- _The problem_:
Find each line below that contains the string "groom" and copy those lines out. Case counts, so a different capitalization doesn't match.

- _Data lines_:
________________________________________

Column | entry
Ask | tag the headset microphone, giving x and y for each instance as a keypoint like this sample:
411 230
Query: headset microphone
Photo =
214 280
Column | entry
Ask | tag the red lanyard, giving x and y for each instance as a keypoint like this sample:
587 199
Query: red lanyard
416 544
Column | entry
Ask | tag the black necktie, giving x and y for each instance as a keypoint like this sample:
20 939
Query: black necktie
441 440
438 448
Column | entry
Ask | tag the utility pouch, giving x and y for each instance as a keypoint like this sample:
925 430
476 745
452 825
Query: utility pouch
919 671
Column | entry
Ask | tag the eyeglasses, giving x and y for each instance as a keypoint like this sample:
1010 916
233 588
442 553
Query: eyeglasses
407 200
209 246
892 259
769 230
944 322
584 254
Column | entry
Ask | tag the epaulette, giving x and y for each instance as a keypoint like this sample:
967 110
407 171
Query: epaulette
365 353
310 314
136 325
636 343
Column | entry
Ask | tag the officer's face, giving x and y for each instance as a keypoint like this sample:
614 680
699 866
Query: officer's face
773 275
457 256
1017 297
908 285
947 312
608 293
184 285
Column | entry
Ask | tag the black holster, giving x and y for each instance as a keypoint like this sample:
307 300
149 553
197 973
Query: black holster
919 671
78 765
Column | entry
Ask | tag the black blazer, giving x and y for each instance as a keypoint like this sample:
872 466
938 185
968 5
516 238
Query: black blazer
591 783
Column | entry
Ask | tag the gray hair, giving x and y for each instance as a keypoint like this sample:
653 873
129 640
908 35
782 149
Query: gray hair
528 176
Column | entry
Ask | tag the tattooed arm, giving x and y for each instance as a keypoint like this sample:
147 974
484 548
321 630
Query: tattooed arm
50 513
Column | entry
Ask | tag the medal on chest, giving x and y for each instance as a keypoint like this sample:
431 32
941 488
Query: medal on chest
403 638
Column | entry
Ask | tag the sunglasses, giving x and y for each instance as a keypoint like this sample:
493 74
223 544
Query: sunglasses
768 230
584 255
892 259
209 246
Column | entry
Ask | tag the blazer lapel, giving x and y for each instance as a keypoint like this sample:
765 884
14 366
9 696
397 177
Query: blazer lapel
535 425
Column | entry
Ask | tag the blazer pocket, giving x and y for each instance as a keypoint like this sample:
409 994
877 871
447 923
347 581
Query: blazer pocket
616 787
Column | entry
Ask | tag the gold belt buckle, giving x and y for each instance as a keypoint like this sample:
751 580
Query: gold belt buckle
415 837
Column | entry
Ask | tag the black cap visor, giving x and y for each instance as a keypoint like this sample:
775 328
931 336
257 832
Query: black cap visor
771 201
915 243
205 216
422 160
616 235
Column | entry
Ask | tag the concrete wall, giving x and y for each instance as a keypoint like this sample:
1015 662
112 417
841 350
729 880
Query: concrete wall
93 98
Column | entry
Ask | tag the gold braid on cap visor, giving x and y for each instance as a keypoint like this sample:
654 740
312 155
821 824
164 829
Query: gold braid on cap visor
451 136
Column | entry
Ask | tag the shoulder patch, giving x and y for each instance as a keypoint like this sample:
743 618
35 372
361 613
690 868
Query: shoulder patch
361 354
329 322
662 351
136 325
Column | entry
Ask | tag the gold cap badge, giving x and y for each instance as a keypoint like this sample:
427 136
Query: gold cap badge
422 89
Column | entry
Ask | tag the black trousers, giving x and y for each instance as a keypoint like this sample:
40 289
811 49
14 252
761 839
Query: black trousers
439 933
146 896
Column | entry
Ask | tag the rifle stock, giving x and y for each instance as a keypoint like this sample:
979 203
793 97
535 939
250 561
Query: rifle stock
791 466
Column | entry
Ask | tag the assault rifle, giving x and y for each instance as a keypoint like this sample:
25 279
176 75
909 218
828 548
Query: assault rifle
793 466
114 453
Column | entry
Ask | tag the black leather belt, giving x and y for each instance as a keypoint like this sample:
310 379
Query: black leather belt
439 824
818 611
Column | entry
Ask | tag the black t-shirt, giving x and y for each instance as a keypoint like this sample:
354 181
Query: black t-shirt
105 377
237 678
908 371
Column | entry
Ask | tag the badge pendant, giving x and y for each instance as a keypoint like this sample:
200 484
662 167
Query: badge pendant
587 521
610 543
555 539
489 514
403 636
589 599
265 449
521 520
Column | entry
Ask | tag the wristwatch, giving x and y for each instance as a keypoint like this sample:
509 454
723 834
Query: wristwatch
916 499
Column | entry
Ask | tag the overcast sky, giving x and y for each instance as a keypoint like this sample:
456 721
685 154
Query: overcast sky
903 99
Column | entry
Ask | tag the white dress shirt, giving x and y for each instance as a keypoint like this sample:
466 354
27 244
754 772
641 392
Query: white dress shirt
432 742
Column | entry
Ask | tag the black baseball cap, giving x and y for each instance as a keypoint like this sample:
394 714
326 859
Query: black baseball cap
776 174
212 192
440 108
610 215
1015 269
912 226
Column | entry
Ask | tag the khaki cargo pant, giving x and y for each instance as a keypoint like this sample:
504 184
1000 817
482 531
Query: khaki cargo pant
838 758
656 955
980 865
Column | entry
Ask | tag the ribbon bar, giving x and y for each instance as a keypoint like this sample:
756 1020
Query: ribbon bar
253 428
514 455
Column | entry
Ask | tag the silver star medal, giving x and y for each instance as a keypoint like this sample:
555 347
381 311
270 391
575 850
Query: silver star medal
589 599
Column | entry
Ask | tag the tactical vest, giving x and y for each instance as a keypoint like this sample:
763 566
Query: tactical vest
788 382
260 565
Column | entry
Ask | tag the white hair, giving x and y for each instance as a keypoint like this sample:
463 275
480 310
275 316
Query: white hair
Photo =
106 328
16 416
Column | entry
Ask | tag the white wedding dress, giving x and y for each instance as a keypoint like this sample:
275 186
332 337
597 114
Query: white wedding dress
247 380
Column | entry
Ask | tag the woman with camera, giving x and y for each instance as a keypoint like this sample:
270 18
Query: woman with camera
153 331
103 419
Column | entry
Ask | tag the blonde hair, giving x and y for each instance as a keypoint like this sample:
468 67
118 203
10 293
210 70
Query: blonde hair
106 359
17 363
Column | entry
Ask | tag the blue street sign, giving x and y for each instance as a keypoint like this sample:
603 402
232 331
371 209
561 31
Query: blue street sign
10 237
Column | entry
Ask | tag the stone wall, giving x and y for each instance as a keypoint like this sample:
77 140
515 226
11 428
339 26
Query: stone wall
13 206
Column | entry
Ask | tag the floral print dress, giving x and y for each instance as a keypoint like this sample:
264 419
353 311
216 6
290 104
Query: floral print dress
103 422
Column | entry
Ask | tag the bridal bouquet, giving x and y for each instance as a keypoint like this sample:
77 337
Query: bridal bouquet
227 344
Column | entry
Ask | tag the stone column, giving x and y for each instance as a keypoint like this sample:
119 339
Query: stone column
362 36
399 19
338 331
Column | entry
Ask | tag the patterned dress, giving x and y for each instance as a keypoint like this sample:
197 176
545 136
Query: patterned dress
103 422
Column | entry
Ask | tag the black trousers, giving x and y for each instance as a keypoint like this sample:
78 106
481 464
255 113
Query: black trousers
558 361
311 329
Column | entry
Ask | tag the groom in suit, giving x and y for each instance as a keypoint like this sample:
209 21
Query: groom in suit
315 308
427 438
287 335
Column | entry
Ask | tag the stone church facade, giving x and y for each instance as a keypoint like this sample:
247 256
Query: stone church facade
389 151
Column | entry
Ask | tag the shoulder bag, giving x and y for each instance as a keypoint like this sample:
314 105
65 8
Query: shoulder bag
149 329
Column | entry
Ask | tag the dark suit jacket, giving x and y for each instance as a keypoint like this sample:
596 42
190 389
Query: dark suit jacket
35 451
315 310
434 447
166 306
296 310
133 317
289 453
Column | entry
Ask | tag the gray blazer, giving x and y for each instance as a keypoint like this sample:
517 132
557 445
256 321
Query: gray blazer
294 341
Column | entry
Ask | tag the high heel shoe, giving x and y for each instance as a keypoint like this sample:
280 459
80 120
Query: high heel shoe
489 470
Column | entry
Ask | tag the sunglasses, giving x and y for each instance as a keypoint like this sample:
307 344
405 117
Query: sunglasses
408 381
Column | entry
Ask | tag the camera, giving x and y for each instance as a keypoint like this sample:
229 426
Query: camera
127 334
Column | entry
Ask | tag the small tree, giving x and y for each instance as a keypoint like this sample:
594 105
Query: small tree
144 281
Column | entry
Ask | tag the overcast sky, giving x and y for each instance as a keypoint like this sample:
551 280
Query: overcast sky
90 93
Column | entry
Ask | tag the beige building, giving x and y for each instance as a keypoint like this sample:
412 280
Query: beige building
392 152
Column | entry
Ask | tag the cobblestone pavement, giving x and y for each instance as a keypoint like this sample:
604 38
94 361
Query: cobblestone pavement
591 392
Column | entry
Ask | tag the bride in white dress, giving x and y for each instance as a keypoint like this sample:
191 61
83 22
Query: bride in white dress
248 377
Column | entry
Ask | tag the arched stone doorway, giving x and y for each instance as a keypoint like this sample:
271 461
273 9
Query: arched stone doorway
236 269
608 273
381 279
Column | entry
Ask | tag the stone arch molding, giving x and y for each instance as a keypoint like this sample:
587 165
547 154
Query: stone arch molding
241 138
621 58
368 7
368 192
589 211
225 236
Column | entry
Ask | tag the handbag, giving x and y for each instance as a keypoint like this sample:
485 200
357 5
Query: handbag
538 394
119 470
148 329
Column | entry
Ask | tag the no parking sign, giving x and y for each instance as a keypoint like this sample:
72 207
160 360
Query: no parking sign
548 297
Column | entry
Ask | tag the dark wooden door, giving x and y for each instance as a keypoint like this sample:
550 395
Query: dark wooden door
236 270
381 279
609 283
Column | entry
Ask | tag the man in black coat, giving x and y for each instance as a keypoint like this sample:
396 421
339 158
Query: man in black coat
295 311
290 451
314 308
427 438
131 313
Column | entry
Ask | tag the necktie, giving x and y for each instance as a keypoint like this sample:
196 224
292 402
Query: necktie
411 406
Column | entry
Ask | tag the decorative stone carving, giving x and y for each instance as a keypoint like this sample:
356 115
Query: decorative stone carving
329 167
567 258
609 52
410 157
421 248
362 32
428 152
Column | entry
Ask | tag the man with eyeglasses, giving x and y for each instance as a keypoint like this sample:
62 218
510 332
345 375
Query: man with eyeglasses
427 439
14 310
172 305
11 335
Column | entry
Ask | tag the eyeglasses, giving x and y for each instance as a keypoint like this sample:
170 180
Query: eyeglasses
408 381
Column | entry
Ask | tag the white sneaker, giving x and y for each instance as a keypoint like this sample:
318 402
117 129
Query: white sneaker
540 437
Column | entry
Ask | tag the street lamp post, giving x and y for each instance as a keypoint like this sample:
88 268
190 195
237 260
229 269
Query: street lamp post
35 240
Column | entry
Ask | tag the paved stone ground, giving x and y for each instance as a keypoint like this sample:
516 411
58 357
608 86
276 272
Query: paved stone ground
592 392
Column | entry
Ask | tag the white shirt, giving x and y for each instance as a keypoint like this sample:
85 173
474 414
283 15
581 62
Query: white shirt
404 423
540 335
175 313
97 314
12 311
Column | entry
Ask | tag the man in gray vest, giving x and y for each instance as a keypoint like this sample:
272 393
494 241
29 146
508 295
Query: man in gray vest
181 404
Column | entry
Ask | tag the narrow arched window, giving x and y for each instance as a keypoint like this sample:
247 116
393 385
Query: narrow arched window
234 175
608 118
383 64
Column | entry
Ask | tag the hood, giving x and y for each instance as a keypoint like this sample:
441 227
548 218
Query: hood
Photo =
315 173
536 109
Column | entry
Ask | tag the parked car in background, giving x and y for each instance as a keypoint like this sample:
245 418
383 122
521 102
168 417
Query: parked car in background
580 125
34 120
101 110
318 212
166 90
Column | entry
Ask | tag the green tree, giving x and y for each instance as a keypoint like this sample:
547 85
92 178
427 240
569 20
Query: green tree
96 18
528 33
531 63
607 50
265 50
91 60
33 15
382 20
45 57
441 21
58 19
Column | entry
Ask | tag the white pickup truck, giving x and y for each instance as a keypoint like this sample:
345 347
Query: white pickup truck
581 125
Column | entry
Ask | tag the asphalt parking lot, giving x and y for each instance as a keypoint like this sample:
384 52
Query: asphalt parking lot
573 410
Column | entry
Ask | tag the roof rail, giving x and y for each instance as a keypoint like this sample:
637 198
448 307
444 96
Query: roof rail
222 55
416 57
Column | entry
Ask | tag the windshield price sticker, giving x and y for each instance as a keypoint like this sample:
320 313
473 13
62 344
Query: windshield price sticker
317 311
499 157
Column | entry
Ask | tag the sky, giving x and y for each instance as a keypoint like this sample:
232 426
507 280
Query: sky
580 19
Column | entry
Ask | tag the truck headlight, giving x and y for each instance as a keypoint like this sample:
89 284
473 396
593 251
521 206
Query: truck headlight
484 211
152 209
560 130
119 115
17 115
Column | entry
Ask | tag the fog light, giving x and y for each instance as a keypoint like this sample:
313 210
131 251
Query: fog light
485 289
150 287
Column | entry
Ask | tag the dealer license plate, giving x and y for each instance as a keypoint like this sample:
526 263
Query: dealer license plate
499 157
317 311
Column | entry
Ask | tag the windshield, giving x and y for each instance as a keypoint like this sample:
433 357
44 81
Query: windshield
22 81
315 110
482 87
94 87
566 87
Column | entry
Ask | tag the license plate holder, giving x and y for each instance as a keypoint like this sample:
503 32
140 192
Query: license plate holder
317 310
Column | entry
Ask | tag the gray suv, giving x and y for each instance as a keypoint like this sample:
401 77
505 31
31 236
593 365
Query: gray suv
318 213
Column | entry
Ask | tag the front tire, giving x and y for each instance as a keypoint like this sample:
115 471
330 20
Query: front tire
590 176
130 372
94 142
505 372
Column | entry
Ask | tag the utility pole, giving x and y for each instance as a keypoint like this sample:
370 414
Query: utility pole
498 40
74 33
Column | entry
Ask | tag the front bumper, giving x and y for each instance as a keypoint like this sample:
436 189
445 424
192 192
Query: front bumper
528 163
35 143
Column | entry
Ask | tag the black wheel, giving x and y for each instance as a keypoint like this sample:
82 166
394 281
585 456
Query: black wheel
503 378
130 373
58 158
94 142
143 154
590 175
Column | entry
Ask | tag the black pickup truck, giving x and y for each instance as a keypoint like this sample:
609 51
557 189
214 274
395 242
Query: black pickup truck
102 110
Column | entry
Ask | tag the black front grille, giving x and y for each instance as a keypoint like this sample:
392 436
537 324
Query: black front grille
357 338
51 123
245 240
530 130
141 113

________________________________________

- _Complete response_:
Ask | tag the groom in suit, giving x and y for each instance as a keypoint like this sample:
Query: groom in suit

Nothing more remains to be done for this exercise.